__THE RECORDS__
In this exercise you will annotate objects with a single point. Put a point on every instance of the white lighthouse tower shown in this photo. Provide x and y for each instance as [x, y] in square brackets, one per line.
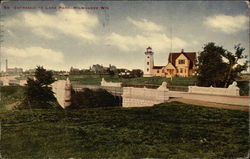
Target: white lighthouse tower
[149, 63]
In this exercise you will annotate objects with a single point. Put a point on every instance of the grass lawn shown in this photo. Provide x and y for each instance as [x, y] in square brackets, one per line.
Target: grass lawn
[169, 130]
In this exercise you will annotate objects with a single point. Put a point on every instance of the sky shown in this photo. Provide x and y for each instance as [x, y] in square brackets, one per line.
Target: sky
[57, 36]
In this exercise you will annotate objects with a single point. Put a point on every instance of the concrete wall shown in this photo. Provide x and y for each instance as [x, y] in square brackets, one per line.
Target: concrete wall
[141, 97]
[62, 90]
[232, 90]
[235, 100]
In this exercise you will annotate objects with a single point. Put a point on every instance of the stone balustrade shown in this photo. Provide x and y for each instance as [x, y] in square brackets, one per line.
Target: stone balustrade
[232, 90]
[141, 97]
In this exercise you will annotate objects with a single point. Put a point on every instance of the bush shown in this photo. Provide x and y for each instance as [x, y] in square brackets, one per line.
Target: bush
[94, 98]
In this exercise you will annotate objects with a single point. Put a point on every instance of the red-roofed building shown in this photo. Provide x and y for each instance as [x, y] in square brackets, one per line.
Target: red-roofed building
[179, 64]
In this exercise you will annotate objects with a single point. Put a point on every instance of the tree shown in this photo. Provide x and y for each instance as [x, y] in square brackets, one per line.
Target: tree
[234, 68]
[213, 68]
[94, 98]
[38, 93]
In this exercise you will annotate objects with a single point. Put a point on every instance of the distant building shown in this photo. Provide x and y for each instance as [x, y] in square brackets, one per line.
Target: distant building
[179, 64]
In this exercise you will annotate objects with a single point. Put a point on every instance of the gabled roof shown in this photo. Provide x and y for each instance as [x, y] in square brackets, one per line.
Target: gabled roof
[190, 55]
[158, 67]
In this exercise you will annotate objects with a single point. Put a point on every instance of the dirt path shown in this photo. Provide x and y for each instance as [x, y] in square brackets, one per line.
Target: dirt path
[210, 104]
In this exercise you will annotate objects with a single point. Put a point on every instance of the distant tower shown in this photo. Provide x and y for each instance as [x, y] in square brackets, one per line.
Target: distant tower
[149, 63]
[67, 95]
[6, 65]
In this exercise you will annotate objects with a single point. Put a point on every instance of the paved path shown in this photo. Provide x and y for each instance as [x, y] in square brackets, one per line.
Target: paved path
[211, 104]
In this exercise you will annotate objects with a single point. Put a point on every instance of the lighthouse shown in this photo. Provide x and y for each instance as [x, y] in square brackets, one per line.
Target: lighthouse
[149, 63]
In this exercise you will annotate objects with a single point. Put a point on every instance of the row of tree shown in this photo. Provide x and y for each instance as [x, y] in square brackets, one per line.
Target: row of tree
[216, 66]
[219, 67]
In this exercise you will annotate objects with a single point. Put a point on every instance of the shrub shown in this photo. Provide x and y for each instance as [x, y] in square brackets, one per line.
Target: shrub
[94, 98]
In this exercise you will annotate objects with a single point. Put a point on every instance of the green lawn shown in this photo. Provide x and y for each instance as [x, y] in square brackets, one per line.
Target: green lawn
[169, 130]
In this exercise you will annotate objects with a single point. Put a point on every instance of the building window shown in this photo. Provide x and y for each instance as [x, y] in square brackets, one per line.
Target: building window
[181, 61]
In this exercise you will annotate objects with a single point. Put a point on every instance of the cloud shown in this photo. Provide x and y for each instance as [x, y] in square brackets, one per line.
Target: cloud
[158, 41]
[146, 25]
[149, 34]
[76, 23]
[227, 24]
[36, 54]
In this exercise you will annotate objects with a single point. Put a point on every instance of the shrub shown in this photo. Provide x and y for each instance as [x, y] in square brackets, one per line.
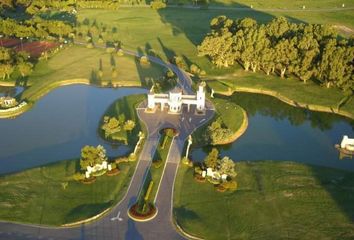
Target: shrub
[110, 49]
[121, 160]
[89, 45]
[198, 170]
[194, 69]
[157, 5]
[120, 52]
[132, 157]
[157, 163]
[113, 165]
[144, 60]
[230, 185]
[202, 73]
[78, 176]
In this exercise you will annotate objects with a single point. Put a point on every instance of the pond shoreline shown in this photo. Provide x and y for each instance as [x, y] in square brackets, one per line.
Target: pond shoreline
[287, 100]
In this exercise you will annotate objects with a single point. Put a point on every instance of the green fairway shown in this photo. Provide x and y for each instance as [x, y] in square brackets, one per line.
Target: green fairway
[47, 195]
[178, 31]
[274, 200]
[78, 62]
[278, 4]
[126, 106]
[291, 88]
[232, 118]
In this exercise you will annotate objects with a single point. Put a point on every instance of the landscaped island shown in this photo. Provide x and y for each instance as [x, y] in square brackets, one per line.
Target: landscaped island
[297, 59]
[52, 194]
[274, 200]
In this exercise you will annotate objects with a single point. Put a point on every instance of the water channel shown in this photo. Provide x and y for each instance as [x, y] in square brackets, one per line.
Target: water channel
[66, 119]
[57, 127]
[277, 131]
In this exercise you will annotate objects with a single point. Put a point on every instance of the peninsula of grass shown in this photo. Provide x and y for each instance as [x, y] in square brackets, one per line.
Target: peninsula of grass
[289, 90]
[125, 106]
[77, 64]
[274, 200]
[233, 117]
[48, 195]
[144, 208]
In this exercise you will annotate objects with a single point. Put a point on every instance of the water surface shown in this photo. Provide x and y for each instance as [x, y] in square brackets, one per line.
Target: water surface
[278, 131]
[57, 127]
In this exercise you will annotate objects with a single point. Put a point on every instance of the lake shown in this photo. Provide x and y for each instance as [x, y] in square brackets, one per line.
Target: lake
[58, 126]
[278, 131]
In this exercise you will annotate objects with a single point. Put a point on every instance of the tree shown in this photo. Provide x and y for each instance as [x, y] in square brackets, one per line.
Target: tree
[286, 55]
[227, 166]
[90, 156]
[6, 70]
[25, 68]
[129, 125]
[211, 161]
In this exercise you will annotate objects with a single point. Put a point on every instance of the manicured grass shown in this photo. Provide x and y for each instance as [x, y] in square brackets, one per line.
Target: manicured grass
[291, 88]
[78, 62]
[127, 106]
[38, 195]
[156, 173]
[278, 4]
[178, 31]
[231, 115]
[274, 200]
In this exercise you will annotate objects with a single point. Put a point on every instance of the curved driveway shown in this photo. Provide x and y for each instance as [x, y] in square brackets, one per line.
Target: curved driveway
[109, 227]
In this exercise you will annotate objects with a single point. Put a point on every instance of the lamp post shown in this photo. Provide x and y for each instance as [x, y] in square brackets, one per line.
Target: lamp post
[21, 43]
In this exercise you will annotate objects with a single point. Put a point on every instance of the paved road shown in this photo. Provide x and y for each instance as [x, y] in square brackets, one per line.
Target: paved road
[161, 227]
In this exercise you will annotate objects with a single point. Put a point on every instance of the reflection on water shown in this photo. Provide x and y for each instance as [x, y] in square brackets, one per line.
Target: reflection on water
[10, 91]
[278, 131]
[57, 127]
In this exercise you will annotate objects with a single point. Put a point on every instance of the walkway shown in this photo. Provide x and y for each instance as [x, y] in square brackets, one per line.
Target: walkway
[109, 227]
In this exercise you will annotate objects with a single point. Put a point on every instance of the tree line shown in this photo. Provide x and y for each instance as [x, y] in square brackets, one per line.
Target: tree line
[35, 28]
[307, 51]
[11, 61]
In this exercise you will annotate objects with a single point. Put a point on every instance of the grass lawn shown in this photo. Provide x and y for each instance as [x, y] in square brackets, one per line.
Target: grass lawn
[291, 88]
[274, 200]
[78, 62]
[155, 173]
[126, 106]
[231, 115]
[39, 195]
[178, 31]
[278, 4]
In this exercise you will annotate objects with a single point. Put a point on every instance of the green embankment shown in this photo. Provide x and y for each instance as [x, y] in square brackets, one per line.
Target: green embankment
[274, 200]
[277, 4]
[48, 195]
[289, 90]
[156, 169]
[126, 106]
[77, 64]
[233, 118]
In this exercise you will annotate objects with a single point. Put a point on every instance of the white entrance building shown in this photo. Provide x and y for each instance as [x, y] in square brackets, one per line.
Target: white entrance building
[175, 99]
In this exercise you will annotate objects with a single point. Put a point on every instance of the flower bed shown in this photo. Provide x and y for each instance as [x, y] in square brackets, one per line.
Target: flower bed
[89, 180]
[199, 178]
[150, 213]
[113, 172]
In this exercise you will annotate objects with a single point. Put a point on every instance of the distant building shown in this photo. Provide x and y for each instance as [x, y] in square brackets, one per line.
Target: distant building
[7, 102]
[175, 100]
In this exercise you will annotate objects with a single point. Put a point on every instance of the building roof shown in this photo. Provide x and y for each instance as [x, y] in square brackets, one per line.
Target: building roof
[176, 90]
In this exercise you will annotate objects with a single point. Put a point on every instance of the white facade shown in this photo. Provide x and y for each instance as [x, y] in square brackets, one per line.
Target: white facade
[175, 100]
[347, 143]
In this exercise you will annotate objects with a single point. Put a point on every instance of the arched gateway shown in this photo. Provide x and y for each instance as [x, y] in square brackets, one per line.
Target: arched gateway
[175, 100]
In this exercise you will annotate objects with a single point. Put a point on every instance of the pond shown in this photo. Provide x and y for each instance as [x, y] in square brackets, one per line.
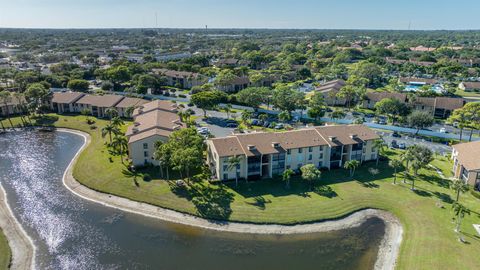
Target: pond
[72, 233]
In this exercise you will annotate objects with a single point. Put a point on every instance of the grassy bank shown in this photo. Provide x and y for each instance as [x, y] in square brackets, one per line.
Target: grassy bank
[429, 240]
[5, 253]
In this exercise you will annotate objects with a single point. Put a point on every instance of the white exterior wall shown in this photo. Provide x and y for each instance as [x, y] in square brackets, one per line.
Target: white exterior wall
[137, 152]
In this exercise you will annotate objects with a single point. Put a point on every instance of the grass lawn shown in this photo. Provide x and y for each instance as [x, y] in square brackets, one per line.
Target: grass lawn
[429, 240]
[5, 254]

__EXERCISE REQUIREMENTS__
Reproduce exactly the entries above, limited to the lines from the one with "Target: landscaped island" through the one with "of the peninsula", both included.

__REPLY__
Target: landscaped island
[297, 59]
[52, 194]
[274, 200]
In this exercise you will annotate objects with a single point. Put a point on every instance of the water channel shown in this photo. Provide x and y for each instance as [x, y] in square brackets, one per line.
Target: water channel
[66, 119]
[57, 127]
[277, 131]
In this exercise you will annotate objects with a single point. Put a point on every instance of the peninsula of grass shown in this photo. Provide x and y for each instance as [x, y] in square brackets, one per line.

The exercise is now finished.